**DOCUMENT SECTION:**

I heard accents in kitchens
and in their living rooms
outside in yards lit up by
the shining summer moon
voices hanging in the air
floating right above me
the sounds of those who cared
the people who loved me

          although those days are long gone
          my heart knows them deep inside
          come in this car of memories
          it's time to take a ride

it hurts when it's all over
when the ones you love move on
and it's painful to remember 
when they've passed and gone
but that's where I find beauty
where memories survive
sometimes I look inside 
I see they're still alive 

          although those days are long gone
          my heart knows them deep inside
          come in this car of memories
          it's time to take a ride

I miss hearing accents


Monday, February 3, 2020

cure


if I had your sense of humor
if I had your peace of mind
if I look into the mirror
you are what I hope I find
I don't want to be who I am
I ain't lying, man, that's for sure
I have got this disease
I believe you know the cure

wanting to be someone else
is not healthy
is not wise
but I want to see what everything
looks like to you through your eyes
you seem to me to have some wisdom
straight and even, clean and pure
I just need to be like you
I believe you know the cure

saving me is not your story
I'm not your responsibility
days of careless rain and thunder
are all I have inside of me
I don't know what I can do next
I can't accomplish any more
I've contracted this disease
I believe you know the cure


Sunday, February 2, 2020

live inside your heart


I took the high road
and look where it got me
I was in hiding
but, baby, you caught me
and now I'm imprisoned
by the taste of your love
but no matter how much
it's never enough

          I just want to live inside your heart
          I just want to live inside your heart

love is for losers
love is for fools
love is not
paying attention to rules
I go where it leads me
and it took me to you
I know I'm not worthy
but what else can I do

          I just want to live inside your heart
          I just want to live inside your heart

every second of my life
is yours and yours alone
being with you is the only
time I feel known
I swear I can love you
if you just give me a chance
there's nothing to be scared of
it's only true romance

          I just want to live inside your heart
          I just want to live inside your heart


Saturday, February 1, 2020

In a way, it's like magic


Man, I tell you, I've been working a lot on music lately. I have these two new songs in the works, to add to all the other new songs that I have. It feels good. I don't know if the rest of my life is any good, but the music is working and that's the main thing I want. Except for family and some friends, this is what matters. It's not whether or not I get noticed or ever make any money or anything. The creative part of me is very determined and wants it badly. And what I want to do is create music.

**EXERCISE AIM:** In the entry dated Saturday, February 1, 2020, how many new songs does the writer say are in the works?

**EXCERPTED RECORDS:**
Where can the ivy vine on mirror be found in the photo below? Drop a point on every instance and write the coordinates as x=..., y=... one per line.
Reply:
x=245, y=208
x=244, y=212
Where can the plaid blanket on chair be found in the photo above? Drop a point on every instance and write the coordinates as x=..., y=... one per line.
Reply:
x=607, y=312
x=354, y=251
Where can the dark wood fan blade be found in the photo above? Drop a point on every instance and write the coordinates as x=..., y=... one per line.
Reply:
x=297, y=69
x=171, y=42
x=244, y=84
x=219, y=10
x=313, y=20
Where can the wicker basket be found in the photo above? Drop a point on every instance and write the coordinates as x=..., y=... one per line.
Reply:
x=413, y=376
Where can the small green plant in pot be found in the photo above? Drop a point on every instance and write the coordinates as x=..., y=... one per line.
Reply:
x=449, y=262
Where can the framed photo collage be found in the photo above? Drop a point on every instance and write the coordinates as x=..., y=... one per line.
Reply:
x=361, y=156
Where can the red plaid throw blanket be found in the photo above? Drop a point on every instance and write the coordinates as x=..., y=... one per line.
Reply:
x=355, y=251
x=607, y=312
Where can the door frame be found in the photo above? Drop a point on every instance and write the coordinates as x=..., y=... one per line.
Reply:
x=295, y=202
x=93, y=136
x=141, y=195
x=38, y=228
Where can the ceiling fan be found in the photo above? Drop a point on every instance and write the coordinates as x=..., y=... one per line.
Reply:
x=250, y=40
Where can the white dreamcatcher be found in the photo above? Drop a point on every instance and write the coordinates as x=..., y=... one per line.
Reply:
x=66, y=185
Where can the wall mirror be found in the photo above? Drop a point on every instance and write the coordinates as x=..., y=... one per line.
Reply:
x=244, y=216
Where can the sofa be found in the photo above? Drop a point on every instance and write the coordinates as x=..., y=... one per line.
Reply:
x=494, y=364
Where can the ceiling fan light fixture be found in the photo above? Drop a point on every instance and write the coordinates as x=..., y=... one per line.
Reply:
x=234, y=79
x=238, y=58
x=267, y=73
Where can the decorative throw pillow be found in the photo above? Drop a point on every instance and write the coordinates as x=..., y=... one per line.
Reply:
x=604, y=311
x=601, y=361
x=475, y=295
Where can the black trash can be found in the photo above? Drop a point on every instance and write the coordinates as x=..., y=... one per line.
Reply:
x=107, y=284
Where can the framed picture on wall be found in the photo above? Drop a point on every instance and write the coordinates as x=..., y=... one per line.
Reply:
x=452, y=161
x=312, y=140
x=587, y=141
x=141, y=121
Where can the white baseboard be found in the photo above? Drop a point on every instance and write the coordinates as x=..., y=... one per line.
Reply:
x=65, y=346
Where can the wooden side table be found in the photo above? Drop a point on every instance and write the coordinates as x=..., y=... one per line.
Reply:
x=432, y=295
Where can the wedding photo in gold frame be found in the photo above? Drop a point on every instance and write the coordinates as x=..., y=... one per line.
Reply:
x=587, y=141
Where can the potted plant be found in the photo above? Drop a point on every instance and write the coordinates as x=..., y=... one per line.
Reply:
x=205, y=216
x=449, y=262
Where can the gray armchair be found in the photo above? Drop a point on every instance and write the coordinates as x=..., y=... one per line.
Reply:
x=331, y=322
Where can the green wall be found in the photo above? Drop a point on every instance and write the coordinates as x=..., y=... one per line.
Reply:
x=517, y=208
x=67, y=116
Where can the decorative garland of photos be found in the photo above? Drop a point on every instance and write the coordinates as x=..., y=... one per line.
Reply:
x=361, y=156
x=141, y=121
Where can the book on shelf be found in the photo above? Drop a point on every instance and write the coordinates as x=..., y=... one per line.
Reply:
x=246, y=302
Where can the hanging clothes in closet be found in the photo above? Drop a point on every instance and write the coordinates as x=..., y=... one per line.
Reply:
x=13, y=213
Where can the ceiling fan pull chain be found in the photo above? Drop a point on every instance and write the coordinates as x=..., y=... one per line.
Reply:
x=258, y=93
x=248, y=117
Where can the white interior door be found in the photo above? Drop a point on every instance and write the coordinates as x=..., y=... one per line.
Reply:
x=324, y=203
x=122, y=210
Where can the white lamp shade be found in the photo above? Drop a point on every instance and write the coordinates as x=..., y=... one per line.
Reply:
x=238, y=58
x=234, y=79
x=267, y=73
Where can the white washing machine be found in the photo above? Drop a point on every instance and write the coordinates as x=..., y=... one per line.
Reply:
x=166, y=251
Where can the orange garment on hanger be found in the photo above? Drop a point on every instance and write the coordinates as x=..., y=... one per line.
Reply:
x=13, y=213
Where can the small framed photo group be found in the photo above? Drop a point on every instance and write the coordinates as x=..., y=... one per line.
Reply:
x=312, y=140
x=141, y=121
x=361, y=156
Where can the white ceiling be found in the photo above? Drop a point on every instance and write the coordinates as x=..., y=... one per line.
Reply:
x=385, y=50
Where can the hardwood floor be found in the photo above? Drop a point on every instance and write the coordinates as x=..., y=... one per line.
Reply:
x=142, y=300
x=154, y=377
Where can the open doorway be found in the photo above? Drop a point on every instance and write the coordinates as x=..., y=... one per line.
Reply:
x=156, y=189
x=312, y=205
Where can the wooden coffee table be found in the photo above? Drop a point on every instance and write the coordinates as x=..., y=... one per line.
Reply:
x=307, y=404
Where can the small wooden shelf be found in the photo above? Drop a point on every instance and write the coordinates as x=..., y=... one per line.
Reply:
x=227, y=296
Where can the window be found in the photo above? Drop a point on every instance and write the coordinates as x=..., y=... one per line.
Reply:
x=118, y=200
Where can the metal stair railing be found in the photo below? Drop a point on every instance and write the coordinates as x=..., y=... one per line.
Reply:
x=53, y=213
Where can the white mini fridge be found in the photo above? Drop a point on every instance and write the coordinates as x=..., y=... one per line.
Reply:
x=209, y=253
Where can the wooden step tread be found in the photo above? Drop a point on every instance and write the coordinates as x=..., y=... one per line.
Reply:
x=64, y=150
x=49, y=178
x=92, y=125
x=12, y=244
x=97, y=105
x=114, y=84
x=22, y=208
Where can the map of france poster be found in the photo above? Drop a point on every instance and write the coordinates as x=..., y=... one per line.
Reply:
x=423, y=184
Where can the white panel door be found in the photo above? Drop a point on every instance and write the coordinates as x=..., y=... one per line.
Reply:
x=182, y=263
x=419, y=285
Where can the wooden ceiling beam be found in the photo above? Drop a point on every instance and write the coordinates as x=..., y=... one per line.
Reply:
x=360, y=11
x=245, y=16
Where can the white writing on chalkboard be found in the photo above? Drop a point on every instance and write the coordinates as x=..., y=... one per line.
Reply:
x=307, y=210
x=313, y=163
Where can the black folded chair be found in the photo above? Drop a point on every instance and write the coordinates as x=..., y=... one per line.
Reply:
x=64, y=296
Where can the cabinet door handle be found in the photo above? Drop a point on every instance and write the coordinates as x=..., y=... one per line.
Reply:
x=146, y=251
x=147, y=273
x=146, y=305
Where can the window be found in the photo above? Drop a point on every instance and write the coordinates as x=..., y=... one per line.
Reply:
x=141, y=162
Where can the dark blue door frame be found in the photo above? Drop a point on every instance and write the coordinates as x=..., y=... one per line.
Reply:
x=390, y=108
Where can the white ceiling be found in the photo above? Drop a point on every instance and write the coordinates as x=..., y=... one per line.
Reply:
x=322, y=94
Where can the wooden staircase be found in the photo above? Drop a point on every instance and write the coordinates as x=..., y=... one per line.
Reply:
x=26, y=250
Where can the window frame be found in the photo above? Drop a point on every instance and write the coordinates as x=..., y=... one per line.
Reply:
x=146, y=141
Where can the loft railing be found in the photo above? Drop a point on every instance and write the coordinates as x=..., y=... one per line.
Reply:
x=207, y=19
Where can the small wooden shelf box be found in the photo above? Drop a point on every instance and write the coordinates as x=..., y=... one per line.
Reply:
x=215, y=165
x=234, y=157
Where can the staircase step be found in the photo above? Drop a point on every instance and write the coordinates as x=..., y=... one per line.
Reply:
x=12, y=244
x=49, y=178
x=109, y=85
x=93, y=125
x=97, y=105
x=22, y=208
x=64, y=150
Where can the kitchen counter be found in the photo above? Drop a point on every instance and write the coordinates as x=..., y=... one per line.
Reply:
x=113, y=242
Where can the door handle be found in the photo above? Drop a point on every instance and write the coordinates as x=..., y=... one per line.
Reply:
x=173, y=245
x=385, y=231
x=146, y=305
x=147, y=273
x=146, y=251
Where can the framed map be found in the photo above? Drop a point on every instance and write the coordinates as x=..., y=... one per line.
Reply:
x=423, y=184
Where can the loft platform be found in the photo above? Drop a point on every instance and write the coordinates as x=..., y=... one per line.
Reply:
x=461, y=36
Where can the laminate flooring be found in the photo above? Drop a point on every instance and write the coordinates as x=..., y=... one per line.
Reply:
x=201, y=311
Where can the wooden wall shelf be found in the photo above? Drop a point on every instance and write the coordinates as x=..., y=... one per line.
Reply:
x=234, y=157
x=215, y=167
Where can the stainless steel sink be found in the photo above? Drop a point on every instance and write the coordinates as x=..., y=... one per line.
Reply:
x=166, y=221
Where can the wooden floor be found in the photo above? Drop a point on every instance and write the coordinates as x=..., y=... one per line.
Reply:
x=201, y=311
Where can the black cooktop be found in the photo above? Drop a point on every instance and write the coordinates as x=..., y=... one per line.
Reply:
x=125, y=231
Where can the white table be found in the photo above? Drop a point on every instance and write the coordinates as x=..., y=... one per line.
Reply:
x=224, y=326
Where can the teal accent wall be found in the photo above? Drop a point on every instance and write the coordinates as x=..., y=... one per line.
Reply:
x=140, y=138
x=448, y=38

**OUTPUT OF THE EXERCISE:** Two new songs.